Saved data entries:
+---+
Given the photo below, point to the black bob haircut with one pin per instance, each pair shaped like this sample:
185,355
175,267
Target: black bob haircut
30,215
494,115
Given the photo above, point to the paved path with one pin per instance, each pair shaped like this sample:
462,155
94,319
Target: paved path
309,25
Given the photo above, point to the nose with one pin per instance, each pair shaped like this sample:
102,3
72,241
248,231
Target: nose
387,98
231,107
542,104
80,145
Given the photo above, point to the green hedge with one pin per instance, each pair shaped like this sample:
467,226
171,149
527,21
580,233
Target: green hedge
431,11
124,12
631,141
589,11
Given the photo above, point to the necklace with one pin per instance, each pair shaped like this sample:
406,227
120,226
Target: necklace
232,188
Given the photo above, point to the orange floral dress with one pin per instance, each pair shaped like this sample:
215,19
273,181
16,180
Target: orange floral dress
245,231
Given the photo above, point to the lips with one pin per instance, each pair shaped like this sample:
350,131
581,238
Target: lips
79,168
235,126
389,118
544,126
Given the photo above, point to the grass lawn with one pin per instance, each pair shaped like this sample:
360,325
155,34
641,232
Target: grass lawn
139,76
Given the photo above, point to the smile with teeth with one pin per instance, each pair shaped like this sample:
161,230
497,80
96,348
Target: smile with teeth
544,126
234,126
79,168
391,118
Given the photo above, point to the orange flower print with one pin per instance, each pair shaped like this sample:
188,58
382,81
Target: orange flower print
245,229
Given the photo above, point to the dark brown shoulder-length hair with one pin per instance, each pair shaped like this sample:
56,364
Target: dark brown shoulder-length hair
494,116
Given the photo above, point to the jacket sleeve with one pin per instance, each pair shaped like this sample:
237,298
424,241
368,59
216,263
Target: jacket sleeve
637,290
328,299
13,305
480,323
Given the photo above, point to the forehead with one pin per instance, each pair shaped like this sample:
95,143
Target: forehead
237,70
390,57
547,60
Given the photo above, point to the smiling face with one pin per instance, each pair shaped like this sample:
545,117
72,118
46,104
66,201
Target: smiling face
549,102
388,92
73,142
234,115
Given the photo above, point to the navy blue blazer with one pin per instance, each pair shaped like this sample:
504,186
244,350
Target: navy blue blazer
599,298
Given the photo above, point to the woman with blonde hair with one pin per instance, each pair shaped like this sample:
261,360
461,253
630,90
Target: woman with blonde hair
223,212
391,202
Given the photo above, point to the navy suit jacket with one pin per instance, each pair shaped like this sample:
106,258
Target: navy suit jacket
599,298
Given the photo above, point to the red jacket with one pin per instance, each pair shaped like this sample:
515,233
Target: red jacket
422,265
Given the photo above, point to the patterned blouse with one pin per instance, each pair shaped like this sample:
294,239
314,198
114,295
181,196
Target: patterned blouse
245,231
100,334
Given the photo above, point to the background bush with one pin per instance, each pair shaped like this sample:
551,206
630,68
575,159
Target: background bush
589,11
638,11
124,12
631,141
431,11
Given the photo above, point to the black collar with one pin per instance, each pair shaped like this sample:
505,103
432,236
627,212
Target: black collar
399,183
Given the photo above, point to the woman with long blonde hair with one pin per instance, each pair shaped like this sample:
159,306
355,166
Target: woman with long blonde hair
+---+
Figure out how many lines above hold "long", then give that number alone.

(Reply):
2